--- BEGIN AVAILABLE DATA ---

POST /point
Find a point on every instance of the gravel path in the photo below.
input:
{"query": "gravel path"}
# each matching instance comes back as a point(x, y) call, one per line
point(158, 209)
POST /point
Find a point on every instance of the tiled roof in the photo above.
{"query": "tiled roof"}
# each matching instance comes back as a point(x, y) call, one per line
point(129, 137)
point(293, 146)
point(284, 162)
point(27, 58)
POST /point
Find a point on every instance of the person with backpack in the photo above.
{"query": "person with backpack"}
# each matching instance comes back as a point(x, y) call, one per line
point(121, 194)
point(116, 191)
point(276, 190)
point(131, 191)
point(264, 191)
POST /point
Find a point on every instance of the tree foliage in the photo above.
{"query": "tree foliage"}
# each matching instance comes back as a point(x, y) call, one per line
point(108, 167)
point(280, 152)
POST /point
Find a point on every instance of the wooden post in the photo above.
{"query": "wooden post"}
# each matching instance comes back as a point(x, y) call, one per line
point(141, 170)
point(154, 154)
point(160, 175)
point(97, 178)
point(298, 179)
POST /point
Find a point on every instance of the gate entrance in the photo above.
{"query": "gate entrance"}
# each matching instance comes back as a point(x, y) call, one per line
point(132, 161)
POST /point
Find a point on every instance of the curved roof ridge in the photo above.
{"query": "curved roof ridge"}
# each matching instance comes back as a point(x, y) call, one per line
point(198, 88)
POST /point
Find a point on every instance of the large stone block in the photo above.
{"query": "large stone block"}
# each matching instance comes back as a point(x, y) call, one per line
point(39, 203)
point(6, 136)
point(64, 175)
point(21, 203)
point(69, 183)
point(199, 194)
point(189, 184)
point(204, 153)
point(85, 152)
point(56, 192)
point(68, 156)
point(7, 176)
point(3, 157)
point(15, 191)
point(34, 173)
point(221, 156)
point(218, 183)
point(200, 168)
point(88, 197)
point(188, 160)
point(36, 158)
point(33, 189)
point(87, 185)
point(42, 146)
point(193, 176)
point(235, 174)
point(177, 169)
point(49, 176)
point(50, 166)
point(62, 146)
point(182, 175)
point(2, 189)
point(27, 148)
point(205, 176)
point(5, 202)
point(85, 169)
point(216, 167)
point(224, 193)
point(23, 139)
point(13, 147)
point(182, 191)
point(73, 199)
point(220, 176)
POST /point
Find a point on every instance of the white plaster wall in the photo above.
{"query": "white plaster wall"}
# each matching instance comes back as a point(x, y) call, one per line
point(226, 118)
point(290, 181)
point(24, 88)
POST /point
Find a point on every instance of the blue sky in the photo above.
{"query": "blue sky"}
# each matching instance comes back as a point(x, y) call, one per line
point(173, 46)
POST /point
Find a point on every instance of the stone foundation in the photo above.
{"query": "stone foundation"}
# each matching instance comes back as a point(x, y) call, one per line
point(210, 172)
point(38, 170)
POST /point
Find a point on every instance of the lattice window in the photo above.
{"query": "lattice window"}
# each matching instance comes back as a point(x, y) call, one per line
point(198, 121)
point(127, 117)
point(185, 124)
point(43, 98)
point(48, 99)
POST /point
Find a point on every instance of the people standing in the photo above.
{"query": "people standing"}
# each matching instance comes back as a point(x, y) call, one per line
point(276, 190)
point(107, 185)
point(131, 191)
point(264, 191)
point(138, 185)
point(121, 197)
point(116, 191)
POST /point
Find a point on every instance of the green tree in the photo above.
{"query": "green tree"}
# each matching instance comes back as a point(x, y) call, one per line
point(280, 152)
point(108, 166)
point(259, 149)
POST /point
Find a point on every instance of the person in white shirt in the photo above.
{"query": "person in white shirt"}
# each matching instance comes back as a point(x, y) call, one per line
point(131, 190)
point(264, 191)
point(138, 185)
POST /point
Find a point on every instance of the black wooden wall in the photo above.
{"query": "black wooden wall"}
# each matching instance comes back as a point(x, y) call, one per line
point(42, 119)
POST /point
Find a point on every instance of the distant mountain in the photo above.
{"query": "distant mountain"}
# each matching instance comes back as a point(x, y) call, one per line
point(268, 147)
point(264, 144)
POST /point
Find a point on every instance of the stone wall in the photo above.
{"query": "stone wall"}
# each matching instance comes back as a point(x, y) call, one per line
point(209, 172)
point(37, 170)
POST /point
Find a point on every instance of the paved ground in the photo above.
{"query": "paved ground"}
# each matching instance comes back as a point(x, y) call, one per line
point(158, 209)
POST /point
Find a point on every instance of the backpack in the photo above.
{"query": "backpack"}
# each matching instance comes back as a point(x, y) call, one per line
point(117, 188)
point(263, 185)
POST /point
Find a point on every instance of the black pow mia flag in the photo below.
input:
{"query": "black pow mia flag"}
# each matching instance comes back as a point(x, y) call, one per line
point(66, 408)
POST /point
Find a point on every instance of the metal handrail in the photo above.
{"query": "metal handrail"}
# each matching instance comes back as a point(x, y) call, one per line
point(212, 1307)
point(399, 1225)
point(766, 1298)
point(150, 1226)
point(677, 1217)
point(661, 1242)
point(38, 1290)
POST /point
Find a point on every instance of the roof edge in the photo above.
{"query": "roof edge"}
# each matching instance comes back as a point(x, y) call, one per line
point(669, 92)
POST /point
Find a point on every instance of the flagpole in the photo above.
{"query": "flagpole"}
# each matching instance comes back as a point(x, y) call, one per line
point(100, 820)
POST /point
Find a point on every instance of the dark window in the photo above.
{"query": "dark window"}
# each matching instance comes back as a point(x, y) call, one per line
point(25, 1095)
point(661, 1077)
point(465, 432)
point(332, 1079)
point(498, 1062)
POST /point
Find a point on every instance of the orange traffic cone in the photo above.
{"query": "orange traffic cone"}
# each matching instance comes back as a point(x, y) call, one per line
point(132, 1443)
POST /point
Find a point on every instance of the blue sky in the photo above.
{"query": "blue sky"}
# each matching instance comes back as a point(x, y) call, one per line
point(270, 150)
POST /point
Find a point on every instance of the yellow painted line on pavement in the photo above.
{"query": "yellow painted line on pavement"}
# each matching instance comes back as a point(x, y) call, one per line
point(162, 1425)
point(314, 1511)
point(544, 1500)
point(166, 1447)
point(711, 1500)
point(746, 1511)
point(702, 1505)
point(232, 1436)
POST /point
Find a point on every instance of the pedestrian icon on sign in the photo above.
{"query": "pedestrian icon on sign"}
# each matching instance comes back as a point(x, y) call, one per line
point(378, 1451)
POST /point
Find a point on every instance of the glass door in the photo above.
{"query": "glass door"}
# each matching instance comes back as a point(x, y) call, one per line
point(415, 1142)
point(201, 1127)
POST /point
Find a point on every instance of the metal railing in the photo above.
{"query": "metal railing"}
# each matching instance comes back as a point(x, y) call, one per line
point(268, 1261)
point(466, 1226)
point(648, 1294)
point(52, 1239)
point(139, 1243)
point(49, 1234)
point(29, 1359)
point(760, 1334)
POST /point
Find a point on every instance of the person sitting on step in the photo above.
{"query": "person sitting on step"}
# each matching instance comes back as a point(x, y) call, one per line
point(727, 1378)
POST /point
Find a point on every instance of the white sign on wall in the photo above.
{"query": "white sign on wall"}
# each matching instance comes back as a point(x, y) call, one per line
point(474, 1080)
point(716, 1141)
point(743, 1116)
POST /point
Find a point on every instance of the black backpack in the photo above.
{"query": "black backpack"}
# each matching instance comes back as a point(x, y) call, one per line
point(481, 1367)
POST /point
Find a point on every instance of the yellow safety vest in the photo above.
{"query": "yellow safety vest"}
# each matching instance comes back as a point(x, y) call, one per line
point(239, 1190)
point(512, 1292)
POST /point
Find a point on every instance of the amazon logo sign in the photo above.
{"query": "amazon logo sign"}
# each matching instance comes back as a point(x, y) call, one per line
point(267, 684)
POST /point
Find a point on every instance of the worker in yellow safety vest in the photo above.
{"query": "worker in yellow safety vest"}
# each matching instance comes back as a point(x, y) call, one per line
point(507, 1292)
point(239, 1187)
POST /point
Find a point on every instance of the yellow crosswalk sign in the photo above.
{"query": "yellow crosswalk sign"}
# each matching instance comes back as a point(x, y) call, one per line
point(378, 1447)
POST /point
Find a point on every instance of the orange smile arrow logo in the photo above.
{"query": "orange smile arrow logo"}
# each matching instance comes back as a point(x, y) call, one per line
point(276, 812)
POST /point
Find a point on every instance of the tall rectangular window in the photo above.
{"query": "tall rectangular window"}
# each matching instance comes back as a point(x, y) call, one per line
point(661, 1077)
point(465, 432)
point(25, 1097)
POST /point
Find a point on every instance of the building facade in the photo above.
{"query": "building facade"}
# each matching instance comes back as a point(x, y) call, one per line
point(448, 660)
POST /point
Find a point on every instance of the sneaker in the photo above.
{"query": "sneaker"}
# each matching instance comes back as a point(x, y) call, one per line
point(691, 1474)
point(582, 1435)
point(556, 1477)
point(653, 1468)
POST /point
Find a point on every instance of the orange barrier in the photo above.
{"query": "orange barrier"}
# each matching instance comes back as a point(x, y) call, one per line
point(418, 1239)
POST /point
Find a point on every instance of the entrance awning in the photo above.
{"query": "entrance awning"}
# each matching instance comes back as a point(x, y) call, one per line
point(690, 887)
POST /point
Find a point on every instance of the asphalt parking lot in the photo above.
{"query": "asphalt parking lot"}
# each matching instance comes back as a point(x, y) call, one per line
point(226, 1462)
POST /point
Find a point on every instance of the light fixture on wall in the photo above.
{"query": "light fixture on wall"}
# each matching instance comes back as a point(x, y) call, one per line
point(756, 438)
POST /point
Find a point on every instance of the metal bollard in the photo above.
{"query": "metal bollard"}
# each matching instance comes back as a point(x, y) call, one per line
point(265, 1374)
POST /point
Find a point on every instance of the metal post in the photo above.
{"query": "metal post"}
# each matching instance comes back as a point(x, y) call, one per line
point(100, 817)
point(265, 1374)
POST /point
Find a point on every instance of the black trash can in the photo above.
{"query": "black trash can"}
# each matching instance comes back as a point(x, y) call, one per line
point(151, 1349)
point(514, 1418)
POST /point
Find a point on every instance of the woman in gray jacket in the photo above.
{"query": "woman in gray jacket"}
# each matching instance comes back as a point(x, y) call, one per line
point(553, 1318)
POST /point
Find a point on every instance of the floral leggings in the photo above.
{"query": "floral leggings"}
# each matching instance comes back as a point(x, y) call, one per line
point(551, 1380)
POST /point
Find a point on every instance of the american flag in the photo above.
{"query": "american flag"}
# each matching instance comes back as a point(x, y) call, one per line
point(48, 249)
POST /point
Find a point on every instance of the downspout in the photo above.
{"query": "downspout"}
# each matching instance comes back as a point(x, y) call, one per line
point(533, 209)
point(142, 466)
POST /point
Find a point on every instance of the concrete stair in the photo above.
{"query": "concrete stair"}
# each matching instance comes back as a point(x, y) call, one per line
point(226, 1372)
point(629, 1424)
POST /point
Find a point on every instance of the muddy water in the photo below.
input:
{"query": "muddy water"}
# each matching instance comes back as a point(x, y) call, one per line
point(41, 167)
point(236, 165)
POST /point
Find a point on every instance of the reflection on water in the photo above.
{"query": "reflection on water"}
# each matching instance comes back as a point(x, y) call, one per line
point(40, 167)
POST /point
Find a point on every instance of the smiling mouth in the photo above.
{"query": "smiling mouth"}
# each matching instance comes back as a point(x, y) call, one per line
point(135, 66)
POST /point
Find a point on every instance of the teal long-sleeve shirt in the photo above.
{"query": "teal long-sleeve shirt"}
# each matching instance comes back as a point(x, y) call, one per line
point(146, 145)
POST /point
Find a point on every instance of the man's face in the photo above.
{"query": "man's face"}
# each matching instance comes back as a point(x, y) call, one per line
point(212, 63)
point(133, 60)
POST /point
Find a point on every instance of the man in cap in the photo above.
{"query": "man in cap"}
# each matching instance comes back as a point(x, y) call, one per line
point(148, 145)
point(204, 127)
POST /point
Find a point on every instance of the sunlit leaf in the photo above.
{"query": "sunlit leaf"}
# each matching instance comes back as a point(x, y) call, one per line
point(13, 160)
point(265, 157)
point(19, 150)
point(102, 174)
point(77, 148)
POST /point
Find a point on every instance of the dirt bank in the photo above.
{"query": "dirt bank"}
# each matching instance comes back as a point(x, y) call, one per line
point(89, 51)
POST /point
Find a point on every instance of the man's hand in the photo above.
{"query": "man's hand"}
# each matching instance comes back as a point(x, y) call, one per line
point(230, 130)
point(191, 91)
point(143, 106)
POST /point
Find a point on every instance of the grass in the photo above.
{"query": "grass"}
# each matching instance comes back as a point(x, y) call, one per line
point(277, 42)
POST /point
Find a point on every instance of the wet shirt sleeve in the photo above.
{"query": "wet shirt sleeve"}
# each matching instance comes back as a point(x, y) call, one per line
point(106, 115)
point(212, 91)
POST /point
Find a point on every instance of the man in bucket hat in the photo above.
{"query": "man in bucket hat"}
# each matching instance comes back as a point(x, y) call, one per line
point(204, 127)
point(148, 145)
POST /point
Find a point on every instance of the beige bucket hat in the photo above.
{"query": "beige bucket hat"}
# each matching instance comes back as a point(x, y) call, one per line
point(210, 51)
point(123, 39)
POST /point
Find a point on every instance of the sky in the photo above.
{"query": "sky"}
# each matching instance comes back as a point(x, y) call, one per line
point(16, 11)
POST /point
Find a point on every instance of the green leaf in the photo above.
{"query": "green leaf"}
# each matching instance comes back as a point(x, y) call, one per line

--- END AVAILABLE DATA ---

_TO BE DONE_
Rewrite the stretch of the items above as a numbered list, from the first line through the line containing "point(198, 88)", with both of those lines included. Leave out any blank lines.

_CORRECT ANSWER_
1. POST /point
2. Find a point on every instance of the gravel path in the photo below.
3. input:
4. {"query": "gravel path"}
5. # each matching instance comes back as a point(x, y) call, one per line
6. point(158, 209)
7. POST /point
8. Find a point on every instance of the tiled roof in the photo above.
9. {"query": "tiled roof"}
10. # each matching instance comes back as a point(x, y) call, one per line
11. point(129, 137)
12. point(293, 146)
13. point(284, 162)
14. point(27, 58)
15. POST /point
16. Find a point on every instance of the person with backpack in the photo above.
17. {"query": "person with backpack"}
18. # each matching instance comes back as a point(x, y) call, one per line
19. point(121, 194)
20. point(116, 191)
21. point(276, 190)
22. point(131, 191)
23. point(264, 191)
24. POST /point
25. Find a point on every instance of the tree foliage in the photo above.
26. {"query": "tree foliage"}
27. # each matching instance comes back as a point(x, y) call, one per line
28. point(108, 167)
29. point(280, 152)
30. POST /point
31. Find a point on every instance of the wooden post in the photo above.
32. {"query": "wooden post"}
33. # each matching instance comes back as a point(x, y) call, one per line
34. point(141, 170)
35. point(154, 154)
36. point(160, 175)
37. point(97, 178)
38. point(298, 179)
39. POST /point
40. Find a point on every instance of the gate entrance in the photo above.
41. {"query": "gate entrance"}
42. # each matching instance comes back as a point(x, y) call, one per line
43. point(132, 161)
44. POST /point
45. Find a point on every instance of the curved roof ridge in the photo above.
46. {"query": "curved roof ridge"}
47. # each matching instance comes back as a point(x, y) call, one per line
48. point(198, 88)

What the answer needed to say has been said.